# Lab 2: More ggplot and dplyr

### We encourage you to be active on Piazza, asking and answering homework questions.

### Demo on homework submission.


## Review : Lab 1 Exercise
    1. What is the default value of the mean and standard deviation used by the ``rnorm'' function in R to generate a value from a normal distribution?
    2. Create a boxplot of `price' grouped by the levels in the `cut' variable.

In [None]:
library(tidyverse)

In [None]:
summary(diamonds)

In [None]:
# boxplot helps to visualize the variability of a price for each cut
ggplot(data = diamonds) + 
    geom_boxplot(mapping = aes(x = cut, y = price)) +
    labs(x = 'cut', y = 'Price($)') + 
    ggtitle('Diamond price by carat count')

### Facets
    If we want more segmented plots

In [None]:
ggplot(data = diamonds) + 
    geom_point(mapping = aes(x = carat, y = price)) +
    labs(x = 'Diamonds Carats', y = 'Price($)') +
    ggtitle('Diamond size by carat') + 
    facet_grid(.~clarity) 

## Subset generation

In [None]:
rand_idx = floor(runif(1000, min=1, max=dim(diamonds)[1]))
dm = diamonds[rand_idx, ]
print(names(dm))
print(dim(dm))

In [None]:
summary(dm)

## More about Facets

![Caption for the picture.](./graph1.png)

In [None]:
p1 = ggplot(data = dm) + 
    geom_point(mapping = aes(x = x, y = price, color = cut)) + 
    facet_wrap(~clarity)
print(p1)

## geom_smooth
    So far we have plotted the points in a fundamental manner. We might be interested in the linear trends of the data that we have.

![Caption for the picture.](./graph2.png)

In [None]:
p2 = ggplot(data = dm) + 
    geom_point(mapping = aes(x = x, y = price)) +
    geom_smooth(mapping = aes(x = x, y = price))
print(p2)


    How to reduce the code duplication above? "(x=x, y=price)" is in both lines. 

In [None]:
ggplot(data = dm, mapping = aes(x = x, y= price)) + 
  geom_smooth() +   geom_point()

## Geometric Plots
    Many graphs, like scatterplots, plot the raw values of your dataset. Other graphs, like bar charts, calculate new values to plot.

(Extracted material)
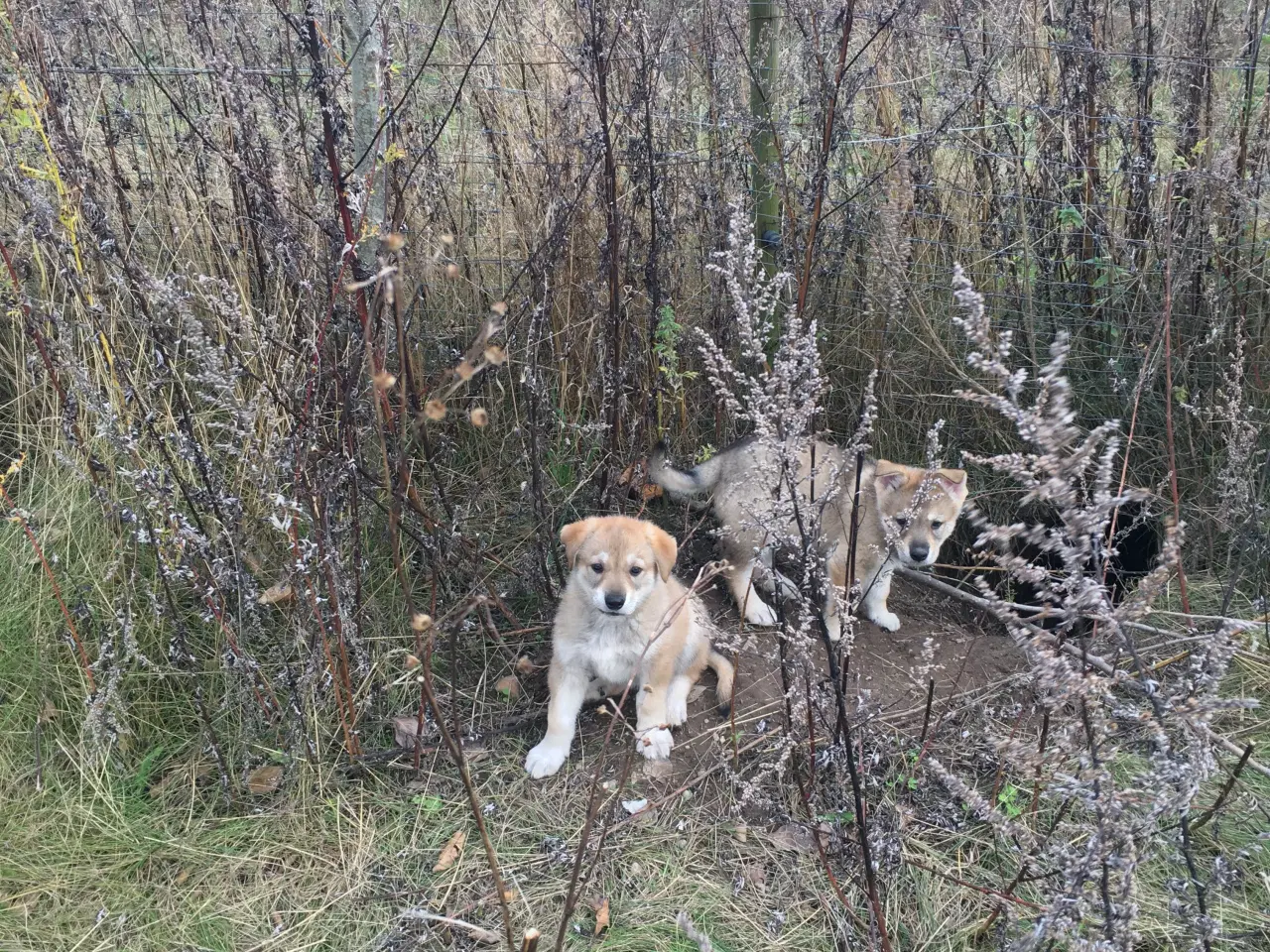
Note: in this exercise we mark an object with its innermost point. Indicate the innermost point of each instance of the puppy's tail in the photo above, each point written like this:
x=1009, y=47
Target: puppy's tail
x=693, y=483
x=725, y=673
* * *
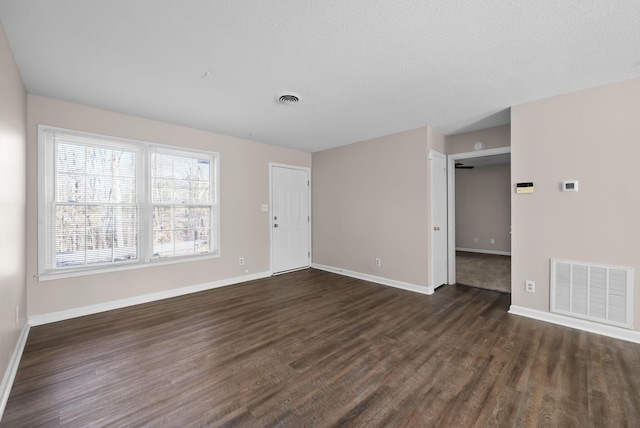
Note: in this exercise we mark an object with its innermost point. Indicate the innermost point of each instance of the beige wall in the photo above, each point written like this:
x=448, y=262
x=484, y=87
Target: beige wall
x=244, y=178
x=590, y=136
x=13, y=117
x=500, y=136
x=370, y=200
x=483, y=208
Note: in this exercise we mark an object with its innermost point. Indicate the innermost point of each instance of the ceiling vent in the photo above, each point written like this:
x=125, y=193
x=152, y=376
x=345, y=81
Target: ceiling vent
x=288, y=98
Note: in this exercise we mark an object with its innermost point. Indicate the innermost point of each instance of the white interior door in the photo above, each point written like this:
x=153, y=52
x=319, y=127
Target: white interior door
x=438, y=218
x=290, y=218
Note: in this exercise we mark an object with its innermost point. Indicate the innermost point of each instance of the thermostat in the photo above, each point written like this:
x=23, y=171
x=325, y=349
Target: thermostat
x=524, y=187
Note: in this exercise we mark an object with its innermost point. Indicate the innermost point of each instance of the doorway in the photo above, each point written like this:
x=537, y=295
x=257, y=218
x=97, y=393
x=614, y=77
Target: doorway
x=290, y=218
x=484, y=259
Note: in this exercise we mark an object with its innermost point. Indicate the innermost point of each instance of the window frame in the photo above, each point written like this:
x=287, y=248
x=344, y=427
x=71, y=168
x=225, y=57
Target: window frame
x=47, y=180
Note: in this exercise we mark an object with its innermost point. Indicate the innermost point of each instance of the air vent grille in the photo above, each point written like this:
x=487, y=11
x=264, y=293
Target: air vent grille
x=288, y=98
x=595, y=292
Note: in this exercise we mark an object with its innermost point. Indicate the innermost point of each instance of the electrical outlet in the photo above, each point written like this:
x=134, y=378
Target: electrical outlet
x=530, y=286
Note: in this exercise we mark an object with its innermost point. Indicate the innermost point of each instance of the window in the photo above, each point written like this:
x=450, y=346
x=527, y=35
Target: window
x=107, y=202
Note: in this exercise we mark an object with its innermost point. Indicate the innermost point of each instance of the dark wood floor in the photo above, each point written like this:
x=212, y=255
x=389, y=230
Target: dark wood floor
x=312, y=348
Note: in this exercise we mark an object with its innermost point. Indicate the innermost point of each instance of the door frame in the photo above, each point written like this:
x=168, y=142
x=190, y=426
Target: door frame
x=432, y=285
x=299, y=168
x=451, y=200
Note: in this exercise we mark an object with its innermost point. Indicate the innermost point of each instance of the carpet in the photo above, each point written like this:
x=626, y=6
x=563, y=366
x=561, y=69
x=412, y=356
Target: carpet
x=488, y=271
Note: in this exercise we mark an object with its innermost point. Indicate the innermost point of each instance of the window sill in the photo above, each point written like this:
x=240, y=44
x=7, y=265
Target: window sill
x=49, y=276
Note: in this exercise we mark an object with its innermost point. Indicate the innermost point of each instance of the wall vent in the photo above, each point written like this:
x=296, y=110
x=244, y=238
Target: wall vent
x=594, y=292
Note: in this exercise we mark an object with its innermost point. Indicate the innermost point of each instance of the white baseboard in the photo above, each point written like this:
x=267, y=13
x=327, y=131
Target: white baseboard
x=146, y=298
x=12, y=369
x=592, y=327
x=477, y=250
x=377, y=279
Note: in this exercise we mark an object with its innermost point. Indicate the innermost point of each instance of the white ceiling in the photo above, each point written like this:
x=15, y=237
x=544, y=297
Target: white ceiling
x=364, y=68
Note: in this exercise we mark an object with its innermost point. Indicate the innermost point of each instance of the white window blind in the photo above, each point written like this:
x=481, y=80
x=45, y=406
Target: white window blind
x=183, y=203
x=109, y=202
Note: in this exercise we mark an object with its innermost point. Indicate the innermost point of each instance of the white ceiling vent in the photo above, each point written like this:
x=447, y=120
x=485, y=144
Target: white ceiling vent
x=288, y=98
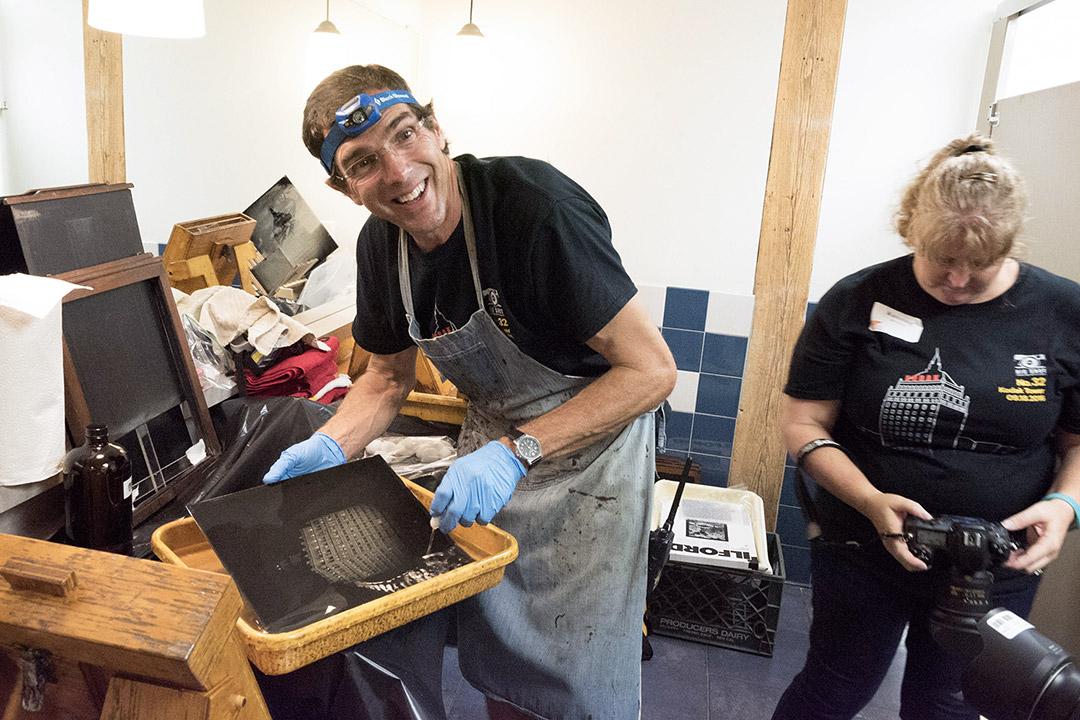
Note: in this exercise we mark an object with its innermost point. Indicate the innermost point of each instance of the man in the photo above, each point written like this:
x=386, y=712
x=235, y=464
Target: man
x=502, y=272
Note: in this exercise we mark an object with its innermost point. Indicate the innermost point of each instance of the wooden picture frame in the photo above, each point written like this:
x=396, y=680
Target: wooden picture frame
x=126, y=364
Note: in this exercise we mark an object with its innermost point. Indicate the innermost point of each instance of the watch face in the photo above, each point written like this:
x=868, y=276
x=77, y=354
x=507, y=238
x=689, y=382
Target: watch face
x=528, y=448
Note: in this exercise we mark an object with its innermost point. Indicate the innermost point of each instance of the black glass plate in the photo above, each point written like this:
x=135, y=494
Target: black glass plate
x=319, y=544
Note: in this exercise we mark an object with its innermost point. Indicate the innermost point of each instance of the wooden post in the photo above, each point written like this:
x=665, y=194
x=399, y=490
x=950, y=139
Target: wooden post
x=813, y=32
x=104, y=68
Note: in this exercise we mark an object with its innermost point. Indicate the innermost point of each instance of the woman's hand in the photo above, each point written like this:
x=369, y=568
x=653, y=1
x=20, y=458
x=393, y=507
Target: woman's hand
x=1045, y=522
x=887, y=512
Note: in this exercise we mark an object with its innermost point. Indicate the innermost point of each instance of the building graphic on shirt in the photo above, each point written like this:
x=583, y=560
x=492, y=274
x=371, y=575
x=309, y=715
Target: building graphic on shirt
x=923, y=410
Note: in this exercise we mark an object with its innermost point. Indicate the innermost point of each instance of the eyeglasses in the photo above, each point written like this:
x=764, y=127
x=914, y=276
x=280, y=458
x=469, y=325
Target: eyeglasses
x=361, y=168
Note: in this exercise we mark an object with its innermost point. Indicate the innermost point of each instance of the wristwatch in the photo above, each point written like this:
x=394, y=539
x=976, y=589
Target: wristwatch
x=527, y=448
...
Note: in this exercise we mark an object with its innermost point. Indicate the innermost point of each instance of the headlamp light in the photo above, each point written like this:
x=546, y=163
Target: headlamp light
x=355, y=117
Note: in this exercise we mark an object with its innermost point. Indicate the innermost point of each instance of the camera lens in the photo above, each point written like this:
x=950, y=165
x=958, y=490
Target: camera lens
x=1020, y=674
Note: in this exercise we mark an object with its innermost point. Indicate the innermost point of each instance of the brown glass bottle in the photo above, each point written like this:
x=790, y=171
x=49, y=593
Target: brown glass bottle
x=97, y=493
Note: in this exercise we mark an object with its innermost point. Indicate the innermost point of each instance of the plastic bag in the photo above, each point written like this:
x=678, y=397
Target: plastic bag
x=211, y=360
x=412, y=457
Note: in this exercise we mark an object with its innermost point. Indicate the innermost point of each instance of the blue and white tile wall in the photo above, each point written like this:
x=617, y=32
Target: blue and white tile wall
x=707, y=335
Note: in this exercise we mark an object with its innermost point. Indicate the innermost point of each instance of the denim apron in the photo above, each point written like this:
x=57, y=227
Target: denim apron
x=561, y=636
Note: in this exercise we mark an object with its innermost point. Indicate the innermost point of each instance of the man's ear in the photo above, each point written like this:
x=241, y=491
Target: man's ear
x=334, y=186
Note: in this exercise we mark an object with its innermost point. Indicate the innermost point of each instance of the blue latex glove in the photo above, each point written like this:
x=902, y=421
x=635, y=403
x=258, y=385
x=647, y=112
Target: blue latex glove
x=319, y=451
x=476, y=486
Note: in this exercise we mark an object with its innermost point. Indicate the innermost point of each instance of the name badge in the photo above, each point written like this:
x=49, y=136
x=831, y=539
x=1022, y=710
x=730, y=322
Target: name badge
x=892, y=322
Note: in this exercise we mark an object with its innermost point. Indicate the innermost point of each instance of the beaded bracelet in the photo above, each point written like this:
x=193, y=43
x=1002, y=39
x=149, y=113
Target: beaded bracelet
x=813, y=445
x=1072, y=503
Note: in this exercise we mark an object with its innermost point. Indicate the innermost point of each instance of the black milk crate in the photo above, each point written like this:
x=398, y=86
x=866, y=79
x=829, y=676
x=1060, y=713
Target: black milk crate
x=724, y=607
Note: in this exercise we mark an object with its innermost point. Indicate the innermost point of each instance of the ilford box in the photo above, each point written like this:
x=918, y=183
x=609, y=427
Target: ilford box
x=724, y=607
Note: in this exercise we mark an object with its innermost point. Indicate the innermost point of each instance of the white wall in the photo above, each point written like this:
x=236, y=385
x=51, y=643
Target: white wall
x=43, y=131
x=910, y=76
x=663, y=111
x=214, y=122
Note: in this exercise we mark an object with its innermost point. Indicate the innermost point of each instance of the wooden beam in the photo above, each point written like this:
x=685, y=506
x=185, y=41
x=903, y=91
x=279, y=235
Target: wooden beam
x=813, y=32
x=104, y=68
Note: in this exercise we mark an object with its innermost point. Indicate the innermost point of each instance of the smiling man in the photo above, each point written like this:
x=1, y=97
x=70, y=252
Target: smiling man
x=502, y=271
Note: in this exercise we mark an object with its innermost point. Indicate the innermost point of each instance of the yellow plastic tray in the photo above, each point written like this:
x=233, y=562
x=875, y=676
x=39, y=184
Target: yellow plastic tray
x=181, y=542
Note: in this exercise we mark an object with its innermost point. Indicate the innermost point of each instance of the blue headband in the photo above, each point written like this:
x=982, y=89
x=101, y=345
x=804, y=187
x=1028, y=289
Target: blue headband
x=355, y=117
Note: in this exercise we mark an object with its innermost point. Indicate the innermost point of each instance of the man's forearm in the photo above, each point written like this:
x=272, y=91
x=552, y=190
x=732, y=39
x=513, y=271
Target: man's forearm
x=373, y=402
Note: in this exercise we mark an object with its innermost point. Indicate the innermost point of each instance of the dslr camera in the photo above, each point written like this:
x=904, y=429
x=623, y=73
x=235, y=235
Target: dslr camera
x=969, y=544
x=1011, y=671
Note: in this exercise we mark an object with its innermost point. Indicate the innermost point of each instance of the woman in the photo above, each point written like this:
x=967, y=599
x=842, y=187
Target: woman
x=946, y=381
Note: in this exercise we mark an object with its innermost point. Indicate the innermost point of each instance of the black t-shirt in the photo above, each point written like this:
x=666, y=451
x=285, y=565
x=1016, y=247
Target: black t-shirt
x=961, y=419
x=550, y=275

(Problem to solve)
Change "boxplot" to "violin plot" in the lab notes, and write out the part starting with "### We encourage" and going on through "summary(diamonds)". The items are separate material and have nothing to do with the lab notes.

(Completed exercise)
### We encourage you to be active on Piazza, asking and answering homework questions.

### Demo on homework submission.


## Review : Lab 1 Exercise
    1. What is the default value of the mean and standard deviation used by the ``rnorm'' function in R to generate a value from a normal distribution?
    2. Create a violin plot of `price' grouped by the levels in the `cut' variable.

In [None]:
library(tidyverse)

In [None]:
summary(diamonds)